• Data:
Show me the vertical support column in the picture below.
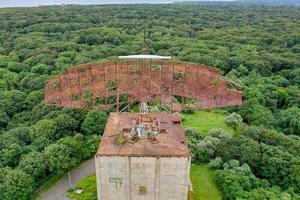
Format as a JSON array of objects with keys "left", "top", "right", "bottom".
[
  {"left": 182, "top": 63, "right": 187, "bottom": 110},
  {"left": 128, "top": 157, "right": 131, "bottom": 200},
  {"left": 90, "top": 67, "right": 96, "bottom": 107},
  {"left": 159, "top": 61, "right": 162, "bottom": 109},
  {"left": 104, "top": 63, "right": 107, "bottom": 109},
  {"left": 195, "top": 64, "right": 200, "bottom": 108},
  {"left": 155, "top": 157, "right": 160, "bottom": 200},
  {"left": 126, "top": 60, "right": 131, "bottom": 109},
  {"left": 77, "top": 70, "right": 82, "bottom": 107},
  {"left": 184, "top": 157, "right": 192, "bottom": 200},
  {"left": 95, "top": 156, "right": 102, "bottom": 200},
  {"left": 116, "top": 62, "right": 120, "bottom": 112},
  {"left": 59, "top": 76, "right": 63, "bottom": 106},
  {"left": 138, "top": 60, "right": 141, "bottom": 102},
  {"left": 170, "top": 62, "right": 174, "bottom": 112}
]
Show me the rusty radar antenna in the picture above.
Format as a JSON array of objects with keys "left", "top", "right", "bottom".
[
  {"left": 45, "top": 58, "right": 243, "bottom": 111},
  {"left": 44, "top": 27, "right": 242, "bottom": 143}
]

• What you have to do: What belongs in the answer is the line with "Show me the rusty" plus every later line of the listing, copied word for word and nothing besides.

• Answer area:
Show me the rusty radar antenna in the picture above.
Format as a JSON array of objects with keys "left", "top", "right", "bottom".
[
  {"left": 45, "top": 58, "right": 243, "bottom": 111},
  {"left": 44, "top": 27, "right": 242, "bottom": 143}
]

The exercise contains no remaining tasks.